[Records excerpted from a collection]
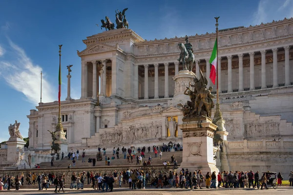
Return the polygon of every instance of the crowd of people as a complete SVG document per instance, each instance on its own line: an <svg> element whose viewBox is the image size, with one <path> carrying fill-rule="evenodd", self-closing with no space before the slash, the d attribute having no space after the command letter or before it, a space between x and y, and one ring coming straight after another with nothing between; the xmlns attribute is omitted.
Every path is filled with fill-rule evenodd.
<svg viewBox="0 0 293 195"><path fill-rule="evenodd" d="M124 156L124 159L127 159L127 163L128 164L134 163L134 161L136 159L137 165L151 165L151 160L152 158L151 155L149 155L148 160L145 160L143 162L143 158L146 158L146 153L153 153L154 155L154 158L158 157L159 155L159 156L162 159L163 152L170 152L172 149L173 149L174 151L182 151L183 148L179 143L177 144L176 144L175 143L169 143L168 145L165 144L163 143L163 144L160 146L154 145L151 147L150 146L148 146L147 148L146 148L144 146L142 148L140 148L140 147L139 147L136 150L134 147L131 147L128 149L123 147L121 150L120 150L119 147L117 148L114 147L112 150L112 153L110 155L107 156L107 149L105 147L102 149L99 147L98 148L98 152L96 155L96 157L88 158L87 159L87 163L88 163L89 167L94 167L96 166L96 162L97 161L103 161L104 160L103 158L105 158L105 165L110 166L111 164L111 161L115 159L120 159L120 155L122 154ZM147 150L147 152L146 152L146 150ZM83 150L82 154L82 162L85 162L85 150L84 149ZM61 160L63 160L64 157L63 153L62 153L62 156ZM71 168L72 167L75 167L76 161L79 160L79 150L77 150L76 152L73 152L73 150L71 149L71 151L68 152L67 157L67 160L71 160L72 162L72 165L71 163L69 164L67 168ZM170 160L170 162L169 161L164 162L163 164L170 165L174 163L174 165L176 165L178 164L177 161L175 159L175 156L174 155L173 155L173 156L171 157ZM52 157L51 161L51 166L52 167L54 166L53 162L54 157Z"/></svg>
<svg viewBox="0 0 293 195"><path fill-rule="evenodd" d="M70 189L83 190L84 185L90 184L93 189L99 191L112 192L113 184L117 184L119 188L122 184L127 184L131 190L145 189L147 184L152 187L163 188L174 187L183 189L202 189L205 184L207 188L257 188L268 189L267 183L277 179L276 183L281 185L283 176L279 173L276 177L271 177L270 173L260 174L258 171L254 173L252 170L249 172L222 171L217 174L215 172L204 175L202 171L189 172L188 169L182 169L179 173L165 169L164 172L153 173L145 171L143 168L137 169L127 169L120 173L116 171L110 174L102 174L93 172L84 171L80 173L72 172L70 180L65 181L64 175L55 175L53 173L36 174L29 173L27 176L23 173L19 175L5 175L0 176L0 190L10 190L15 188L18 190L21 186L26 185L37 185L39 190L46 190L48 188L55 188L55 193L60 192L65 184ZM293 173L289 174L290 186L293 186ZM25 183L25 184L24 183ZM58 190L59 189L59 190Z"/></svg>

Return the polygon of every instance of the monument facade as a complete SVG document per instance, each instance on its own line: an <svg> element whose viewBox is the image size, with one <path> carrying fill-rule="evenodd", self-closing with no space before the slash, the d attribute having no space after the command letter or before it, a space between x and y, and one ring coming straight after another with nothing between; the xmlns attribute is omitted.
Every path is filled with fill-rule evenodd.
<svg viewBox="0 0 293 195"><path fill-rule="evenodd" d="M121 14L126 19L125 13ZM293 35L293 19L219 31L220 103L229 133L220 143L223 152L217 153L220 170L273 171L276 160L282 162L278 171L290 171ZM178 104L184 107L186 100L192 98L186 87L196 86L193 76L183 78L179 73L187 69L199 79L202 75L209 78L215 40L215 33L207 33L187 39L146 40L123 27L87 37L83 40L86 48L77 51L81 60L81 97L72 99L69 91L69 98L61 102L68 150L94 152L99 146L142 147L169 141L182 144L184 136L180 127L185 116ZM179 62L184 46L193 59ZM207 89L212 87L210 94L214 95L215 85L209 79L206 85ZM206 108L212 118L214 111L209 112L205 102L202 104L201 108ZM31 149L50 149L52 139L47 130L55 131L58 114L57 101L40 103L30 111ZM215 150L213 155L218 152ZM277 155L281 159L276 158Z"/></svg>

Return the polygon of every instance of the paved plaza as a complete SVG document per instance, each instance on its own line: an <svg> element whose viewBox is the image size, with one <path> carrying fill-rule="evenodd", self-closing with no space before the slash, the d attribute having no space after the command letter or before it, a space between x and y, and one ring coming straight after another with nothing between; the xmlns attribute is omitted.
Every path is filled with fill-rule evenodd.
<svg viewBox="0 0 293 195"><path fill-rule="evenodd" d="M39 191L38 189L20 189L19 191L16 191L12 190L11 191L0 191L0 193L3 194L18 194L18 195L50 195L54 193L54 190L52 188L48 189L48 190L43 190ZM140 195L197 195L204 194L205 195L242 195L249 193L250 195L289 195L293 193L293 188L289 187L284 187L279 188L276 190L270 188L269 190L256 190L253 189L203 189L203 190L183 190L173 188L156 189L154 188L147 189L144 190L130 190L127 188L114 189L114 191L111 193L100 192L97 190L94 191L91 189L87 188L83 190L77 191L75 190L70 190L67 188L64 189L66 191L64 193L60 193L60 194L66 194L70 195L75 195L77 194L94 195L99 194L107 193L111 195L134 195L139 194Z"/></svg>

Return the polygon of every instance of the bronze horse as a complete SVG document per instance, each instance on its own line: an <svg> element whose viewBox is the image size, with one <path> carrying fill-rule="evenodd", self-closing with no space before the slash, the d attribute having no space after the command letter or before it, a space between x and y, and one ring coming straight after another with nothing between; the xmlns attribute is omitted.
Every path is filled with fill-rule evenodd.
<svg viewBox="0 0 293 195"><path fill-rule="evenodd" d="M178 46L181 51L181 53L180 53L180 57L177 60L179 62L180 60L182 61L183 70L187 70L191 71L192 70L192 66L194 62L194 55L191 53L191 55L189 56L186 47L185 47L185 45L183 43L179 43ZM187 63L188 64L188 66L186 66Z"/></svg>

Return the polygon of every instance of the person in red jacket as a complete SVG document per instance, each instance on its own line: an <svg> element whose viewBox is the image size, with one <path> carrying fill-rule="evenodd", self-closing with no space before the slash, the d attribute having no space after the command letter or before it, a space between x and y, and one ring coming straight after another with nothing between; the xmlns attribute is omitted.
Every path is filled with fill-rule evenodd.
<svg viewBox="0 0 293 195"><path fill-rule="evenodd" d="M217 180L218 180L218 188L220 188L221 183L222 182L222 177L221 177L221 173L219 172L219 174L217 176Z"/></svg>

*DIRECTIONS FOR THIS TASK*:
Lay out the lines from the one containing "Return the polygon of every instance of the person" through the end of the records as a Markdown table with the columns Row and Line, leaving out blank lines.

*ANSWER TO THIS TASK*:
| Row | Line |
|---|---|
| 1 | Return the polygon of every instance of the person in red jacket as a complete SVG document per instance, each instance on its own line: an <svg> element whose viewBox is the image size, with one <path> carrying fill-rule="evenodd", self-closing with no space before the slash, the d attribute having no space after the command letter or before it, a space between x and y, and one ring coming straight after another with nothing between; the xmlns attribute is omitted. |
| 2 | Every path is filled with fill-rule evenodd. |
| 3 | <svg viewBox="0 0 293 195"><path fill-rule="evenodd" d="M217 180L218 180L218 188L220 188L221 183L222 182L222 177L221 177L221 173L219 172L219 174L217 176Z"/></svg> |